Provided records:
----

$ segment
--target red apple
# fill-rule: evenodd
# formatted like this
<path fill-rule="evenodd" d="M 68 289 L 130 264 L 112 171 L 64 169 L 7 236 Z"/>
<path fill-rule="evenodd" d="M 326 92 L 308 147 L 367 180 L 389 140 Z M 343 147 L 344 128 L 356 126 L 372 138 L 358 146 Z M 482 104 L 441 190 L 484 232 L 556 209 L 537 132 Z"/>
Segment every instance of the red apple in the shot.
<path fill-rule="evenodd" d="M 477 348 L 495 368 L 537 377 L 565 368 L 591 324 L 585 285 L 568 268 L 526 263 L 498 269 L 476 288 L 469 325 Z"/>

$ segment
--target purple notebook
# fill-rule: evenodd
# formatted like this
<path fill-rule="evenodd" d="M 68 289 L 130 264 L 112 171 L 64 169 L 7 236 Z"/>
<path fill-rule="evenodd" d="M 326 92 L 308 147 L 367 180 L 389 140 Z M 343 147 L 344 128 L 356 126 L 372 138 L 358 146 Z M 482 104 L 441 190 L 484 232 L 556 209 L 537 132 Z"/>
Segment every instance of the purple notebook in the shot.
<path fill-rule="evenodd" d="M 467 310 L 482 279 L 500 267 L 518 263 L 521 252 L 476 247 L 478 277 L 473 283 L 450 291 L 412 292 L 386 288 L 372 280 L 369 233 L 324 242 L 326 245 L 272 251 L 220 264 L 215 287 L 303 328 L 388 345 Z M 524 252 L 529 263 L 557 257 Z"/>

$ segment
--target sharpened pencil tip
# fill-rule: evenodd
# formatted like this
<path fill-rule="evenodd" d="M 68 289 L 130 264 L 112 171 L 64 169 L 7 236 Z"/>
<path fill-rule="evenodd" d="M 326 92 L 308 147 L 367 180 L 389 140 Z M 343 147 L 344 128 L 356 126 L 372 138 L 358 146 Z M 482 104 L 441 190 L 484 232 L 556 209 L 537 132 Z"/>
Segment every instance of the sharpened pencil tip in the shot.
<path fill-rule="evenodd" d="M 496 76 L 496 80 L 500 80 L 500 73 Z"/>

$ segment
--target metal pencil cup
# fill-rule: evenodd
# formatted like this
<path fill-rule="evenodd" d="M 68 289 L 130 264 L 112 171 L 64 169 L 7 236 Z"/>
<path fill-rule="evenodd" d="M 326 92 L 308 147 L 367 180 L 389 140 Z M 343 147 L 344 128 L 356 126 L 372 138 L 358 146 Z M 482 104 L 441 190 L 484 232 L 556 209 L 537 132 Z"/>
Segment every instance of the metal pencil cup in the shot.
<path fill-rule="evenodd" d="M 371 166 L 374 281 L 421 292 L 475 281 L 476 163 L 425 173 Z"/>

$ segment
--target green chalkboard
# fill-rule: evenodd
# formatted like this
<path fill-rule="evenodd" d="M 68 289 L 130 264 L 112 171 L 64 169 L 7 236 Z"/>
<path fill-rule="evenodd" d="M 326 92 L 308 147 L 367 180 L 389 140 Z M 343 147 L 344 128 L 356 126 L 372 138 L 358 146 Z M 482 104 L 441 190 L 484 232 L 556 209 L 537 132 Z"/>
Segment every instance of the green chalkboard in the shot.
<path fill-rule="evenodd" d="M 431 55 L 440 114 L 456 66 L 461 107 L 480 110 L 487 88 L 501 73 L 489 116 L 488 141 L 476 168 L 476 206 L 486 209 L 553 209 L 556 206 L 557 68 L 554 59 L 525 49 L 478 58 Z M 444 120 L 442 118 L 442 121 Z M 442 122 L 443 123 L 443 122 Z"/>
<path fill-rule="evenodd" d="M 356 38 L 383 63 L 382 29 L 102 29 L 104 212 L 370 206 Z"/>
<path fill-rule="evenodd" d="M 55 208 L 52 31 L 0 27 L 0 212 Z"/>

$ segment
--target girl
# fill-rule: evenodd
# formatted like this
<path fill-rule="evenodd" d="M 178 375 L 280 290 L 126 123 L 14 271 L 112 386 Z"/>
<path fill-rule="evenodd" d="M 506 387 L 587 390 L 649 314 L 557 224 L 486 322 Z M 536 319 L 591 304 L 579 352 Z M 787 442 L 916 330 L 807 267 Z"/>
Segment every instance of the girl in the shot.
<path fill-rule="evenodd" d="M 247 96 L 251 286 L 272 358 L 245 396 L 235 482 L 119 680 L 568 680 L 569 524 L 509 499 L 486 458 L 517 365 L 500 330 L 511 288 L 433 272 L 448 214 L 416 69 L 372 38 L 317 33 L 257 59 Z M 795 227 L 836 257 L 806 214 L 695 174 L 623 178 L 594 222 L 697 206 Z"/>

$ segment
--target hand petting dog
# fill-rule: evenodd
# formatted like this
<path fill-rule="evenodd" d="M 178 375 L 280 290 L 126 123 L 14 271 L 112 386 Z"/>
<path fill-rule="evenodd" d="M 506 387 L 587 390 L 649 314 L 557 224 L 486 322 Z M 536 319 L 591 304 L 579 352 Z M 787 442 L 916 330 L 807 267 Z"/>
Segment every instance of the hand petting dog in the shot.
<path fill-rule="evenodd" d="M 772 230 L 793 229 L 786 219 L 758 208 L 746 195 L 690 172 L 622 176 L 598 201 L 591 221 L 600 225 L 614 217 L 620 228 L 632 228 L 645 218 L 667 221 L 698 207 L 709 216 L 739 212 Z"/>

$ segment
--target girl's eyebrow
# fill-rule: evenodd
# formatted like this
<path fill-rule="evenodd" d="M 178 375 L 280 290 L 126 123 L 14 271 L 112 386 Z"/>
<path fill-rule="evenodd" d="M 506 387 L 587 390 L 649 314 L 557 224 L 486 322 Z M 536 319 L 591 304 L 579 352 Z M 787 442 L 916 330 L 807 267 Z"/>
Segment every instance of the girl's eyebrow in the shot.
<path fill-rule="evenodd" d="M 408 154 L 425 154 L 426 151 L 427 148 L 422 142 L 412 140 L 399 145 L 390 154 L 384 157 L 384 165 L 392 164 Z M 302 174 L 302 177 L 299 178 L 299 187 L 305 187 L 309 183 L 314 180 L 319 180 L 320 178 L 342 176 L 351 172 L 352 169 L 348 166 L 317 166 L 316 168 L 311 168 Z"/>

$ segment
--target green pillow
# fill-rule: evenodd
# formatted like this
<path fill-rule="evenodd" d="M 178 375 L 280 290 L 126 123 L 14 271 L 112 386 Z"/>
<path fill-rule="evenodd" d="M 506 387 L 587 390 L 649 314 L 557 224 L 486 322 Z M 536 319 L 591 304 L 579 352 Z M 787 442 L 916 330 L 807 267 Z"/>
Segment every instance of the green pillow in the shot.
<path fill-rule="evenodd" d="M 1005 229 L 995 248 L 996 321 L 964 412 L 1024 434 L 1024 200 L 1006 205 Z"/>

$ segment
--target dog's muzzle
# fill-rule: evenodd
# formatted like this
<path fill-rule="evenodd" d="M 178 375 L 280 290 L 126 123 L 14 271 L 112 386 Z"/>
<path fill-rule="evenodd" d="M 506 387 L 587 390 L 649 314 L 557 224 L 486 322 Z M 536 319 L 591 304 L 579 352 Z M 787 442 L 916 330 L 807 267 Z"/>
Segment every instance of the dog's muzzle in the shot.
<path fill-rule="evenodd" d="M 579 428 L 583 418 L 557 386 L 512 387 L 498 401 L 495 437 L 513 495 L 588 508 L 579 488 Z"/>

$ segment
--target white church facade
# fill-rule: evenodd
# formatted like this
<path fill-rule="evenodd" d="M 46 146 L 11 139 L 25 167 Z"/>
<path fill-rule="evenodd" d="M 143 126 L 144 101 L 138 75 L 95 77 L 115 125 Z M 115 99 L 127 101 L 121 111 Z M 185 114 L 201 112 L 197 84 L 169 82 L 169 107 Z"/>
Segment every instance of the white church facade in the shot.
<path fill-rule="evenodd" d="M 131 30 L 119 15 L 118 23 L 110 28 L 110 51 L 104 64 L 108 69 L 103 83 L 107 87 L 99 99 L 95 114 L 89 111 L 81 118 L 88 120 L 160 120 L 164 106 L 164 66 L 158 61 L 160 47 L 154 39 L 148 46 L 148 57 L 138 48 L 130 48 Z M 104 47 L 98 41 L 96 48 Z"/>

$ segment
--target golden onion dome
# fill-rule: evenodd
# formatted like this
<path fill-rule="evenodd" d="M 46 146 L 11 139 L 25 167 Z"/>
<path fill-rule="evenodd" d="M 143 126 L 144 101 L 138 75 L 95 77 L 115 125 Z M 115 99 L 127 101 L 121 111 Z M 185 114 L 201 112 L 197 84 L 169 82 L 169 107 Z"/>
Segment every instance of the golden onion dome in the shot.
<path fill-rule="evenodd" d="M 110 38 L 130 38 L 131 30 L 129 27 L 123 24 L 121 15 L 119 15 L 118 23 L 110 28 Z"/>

----

What the exercise asks:
Find and copy each line above that includes the string "target".

Answer box:
--target red apple
--target purple notebook
--target sharpened pencil tip
--target metal pencil cup
--target green chalkboard
--target girl
--target hand petting dog
--target girl's eyebrow
--target green pillow
--target dog's muzzle
--target white church facade
--target golden onion dome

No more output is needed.